Exactly repeat the line that contains "Please annotate the sky", then every line after it up to and including the final line.
BEGIN
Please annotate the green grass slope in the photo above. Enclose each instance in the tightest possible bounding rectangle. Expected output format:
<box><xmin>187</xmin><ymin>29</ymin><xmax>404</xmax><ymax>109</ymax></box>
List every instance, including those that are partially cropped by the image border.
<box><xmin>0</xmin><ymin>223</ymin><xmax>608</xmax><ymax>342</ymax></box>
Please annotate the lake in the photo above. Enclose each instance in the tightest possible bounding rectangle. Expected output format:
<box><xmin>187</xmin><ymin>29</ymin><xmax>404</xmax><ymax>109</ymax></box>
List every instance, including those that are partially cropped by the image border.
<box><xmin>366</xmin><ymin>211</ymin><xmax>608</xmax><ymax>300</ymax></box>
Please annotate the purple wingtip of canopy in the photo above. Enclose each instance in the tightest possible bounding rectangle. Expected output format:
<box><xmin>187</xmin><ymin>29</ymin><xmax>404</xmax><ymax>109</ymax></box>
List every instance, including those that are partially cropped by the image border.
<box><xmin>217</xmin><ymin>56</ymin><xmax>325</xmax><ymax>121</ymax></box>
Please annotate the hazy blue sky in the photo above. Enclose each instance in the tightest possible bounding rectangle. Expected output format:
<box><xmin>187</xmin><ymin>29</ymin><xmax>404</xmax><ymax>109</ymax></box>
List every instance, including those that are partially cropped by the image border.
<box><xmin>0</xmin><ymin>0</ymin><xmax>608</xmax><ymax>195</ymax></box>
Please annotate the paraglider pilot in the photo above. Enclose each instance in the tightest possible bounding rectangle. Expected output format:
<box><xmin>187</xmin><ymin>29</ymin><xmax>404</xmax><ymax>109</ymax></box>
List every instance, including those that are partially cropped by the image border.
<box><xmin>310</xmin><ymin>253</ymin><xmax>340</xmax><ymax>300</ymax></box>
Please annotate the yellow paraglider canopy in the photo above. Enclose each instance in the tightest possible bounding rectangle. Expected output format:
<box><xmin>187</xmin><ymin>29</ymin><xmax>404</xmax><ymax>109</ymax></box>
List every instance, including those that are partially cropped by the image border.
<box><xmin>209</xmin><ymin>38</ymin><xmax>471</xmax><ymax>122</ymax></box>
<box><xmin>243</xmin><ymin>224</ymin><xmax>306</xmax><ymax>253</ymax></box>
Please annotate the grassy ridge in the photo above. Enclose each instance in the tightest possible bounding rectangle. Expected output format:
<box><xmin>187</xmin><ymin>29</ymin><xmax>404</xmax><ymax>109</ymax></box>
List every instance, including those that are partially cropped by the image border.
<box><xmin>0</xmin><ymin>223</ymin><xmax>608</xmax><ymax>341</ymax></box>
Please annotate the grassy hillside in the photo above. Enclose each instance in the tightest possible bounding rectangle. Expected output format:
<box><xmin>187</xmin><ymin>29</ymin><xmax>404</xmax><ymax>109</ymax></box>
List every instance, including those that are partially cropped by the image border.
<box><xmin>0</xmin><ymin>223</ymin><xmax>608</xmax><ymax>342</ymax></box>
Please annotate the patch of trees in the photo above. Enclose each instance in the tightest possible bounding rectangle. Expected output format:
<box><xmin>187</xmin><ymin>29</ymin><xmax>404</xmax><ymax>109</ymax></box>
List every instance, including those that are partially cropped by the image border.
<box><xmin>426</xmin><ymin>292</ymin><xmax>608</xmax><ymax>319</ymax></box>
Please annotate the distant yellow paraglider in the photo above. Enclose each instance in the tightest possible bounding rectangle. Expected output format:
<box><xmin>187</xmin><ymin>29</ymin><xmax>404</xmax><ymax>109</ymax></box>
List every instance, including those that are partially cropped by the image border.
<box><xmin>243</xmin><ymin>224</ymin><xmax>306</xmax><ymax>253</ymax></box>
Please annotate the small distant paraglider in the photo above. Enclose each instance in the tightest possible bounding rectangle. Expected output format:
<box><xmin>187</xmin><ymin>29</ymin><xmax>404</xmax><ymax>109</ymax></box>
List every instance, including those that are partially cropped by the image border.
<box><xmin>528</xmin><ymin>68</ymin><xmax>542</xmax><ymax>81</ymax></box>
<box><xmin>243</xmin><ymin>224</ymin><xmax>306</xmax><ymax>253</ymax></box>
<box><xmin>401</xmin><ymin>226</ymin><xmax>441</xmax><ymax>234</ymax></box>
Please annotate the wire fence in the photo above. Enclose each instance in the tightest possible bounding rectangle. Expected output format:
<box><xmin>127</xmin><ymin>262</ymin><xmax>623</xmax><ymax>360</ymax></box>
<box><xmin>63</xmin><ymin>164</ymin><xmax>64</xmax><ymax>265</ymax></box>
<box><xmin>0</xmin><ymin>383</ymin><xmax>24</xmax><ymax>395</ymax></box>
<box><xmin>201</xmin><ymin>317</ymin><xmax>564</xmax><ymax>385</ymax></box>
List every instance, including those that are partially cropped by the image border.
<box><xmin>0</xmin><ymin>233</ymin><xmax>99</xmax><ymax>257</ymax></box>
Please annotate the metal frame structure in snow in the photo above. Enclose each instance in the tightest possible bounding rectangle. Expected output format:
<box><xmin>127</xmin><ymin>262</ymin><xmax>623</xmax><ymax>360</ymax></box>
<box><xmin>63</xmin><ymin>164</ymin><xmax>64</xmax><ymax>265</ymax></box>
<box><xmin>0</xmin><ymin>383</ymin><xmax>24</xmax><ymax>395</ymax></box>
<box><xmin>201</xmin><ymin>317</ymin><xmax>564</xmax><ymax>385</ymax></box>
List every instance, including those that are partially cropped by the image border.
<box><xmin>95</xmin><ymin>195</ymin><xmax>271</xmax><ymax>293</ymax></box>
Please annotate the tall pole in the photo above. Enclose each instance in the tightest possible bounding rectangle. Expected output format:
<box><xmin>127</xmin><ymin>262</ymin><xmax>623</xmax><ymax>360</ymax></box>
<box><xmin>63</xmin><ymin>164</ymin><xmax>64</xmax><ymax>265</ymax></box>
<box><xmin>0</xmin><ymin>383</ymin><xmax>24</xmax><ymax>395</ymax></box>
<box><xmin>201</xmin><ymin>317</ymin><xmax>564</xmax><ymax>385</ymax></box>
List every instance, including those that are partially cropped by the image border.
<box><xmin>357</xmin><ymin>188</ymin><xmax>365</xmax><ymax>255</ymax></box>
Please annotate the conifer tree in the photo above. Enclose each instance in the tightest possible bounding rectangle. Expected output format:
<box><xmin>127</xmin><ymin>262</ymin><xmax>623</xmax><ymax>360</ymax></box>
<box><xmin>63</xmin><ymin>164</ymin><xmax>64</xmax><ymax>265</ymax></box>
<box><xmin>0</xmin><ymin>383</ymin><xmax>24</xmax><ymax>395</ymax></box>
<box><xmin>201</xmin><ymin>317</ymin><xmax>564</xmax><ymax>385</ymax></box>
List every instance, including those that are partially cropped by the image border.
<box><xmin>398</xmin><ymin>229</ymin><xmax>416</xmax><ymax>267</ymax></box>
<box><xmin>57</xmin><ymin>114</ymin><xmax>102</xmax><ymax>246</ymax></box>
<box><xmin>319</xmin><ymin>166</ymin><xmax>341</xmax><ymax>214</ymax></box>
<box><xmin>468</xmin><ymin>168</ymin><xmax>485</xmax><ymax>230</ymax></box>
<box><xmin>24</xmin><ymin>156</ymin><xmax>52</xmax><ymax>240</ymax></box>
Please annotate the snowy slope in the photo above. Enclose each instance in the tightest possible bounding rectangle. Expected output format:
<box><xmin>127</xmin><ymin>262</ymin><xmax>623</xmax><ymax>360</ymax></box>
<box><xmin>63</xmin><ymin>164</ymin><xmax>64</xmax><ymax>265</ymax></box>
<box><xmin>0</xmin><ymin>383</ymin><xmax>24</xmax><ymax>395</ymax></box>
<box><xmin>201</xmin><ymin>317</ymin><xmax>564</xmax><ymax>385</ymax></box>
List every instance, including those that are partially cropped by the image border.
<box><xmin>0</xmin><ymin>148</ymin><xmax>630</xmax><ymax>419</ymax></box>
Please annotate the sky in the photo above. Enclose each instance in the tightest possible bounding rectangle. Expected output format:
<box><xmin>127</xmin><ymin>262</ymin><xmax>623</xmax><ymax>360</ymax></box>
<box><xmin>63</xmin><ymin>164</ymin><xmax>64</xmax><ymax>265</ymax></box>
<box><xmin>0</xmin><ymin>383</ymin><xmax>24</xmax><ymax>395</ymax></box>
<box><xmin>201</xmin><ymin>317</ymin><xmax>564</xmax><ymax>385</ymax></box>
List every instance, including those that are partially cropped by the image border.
END
◆ Answer to this problem:
Please annotate the sky in the photo above. Enclose each instance in the tightest possible bounding rectangle. Expected output format:
<box><xmin>127</xmin><ymin>262</ymin><xmax>623</xmax><ymax>360</ymax></box>
<box><xmin>63</xmin><ymin>164</ymin><xmax>64</xmax><ymax>265</ymax></box>
<box><xmin>0</xmin><ymin>383</ymin><xmax>24</xmax><ymax>395</ymax></box>
<box><xmin>201</xmin><ymin>317</ymin><xmax>564</xmax><ymax>385</ymax></box>
List every instance, including those that are partially cropped by the image border.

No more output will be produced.